(GIVEN TEXT):

2. Do your best to prevent sunburn
Radiation from the sun is another factor that catches many people out. A dab of suncream does not give you a permanent shield against the sun.
In most cases you have a two-hour barrier — you’ll need to reapply if you’re riding in the sun for any longer than this.
3. Train in the heat
You can drink smart and dress right, but you still need to train to be better in the heat.
One advantage of training in the heat is that your body becomes more efficient at sweating and makes appropriate hormonal tweaks to ensure the next time you exercise, your body will retain liquids better.
Here are three top training tips for improving your fitness and resilience in the heat…
Ride in peak temperatures
Do a weekly midday ride, or as near to peak daytime temperatures as you can get.
If it’s not hot enough on your training days, add thermal stress by riding in extra layers. You’ll definitely need to up your liquid consumption, and be wary of excessive heat stress.
Although you will feel uncomfortable, it’s a worthy session to include. Riding in a sauna is not unknown but that’s an extreme measure for an extreme goal. Riding in the sun will be perfectly adequate for acclimatising most folk.
Stay in the shade and drink plenty of cool liquids if you stop mid ride
Get fitter and leaner
You need to think fitness as well as equipment when planning to ride in a hot race, such as the L’Etape or the Gran Fondo. Fitter and leaner riders tend to deal with heat better.
One reason is that fat tends to insulate a person. So, if a rider with a higher percentage of fat is riding uphill in the midday sun, it’s a lot like trying to ride with a duvet on. Meanwhile, the leaner rider gets rid of excess heat faster. They will also generally climb hills for less time because they have a better power-to-weight ratio.

(WHAT THE EXERCISE ASKS): List every way of training in heat that the cycling heat advice mentions.

(DATA SEGMENT):

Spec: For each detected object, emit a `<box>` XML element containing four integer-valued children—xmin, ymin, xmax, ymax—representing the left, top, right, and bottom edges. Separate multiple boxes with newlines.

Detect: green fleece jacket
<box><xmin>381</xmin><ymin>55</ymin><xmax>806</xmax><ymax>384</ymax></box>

(OUTPUT FOR THIS EXERCISE):
- A weekly midday ride, or one as close to peak daytime temperatures as possible
- Riding in extra layers to add thermal stress
- Riding in a sauna
- Riding in the sun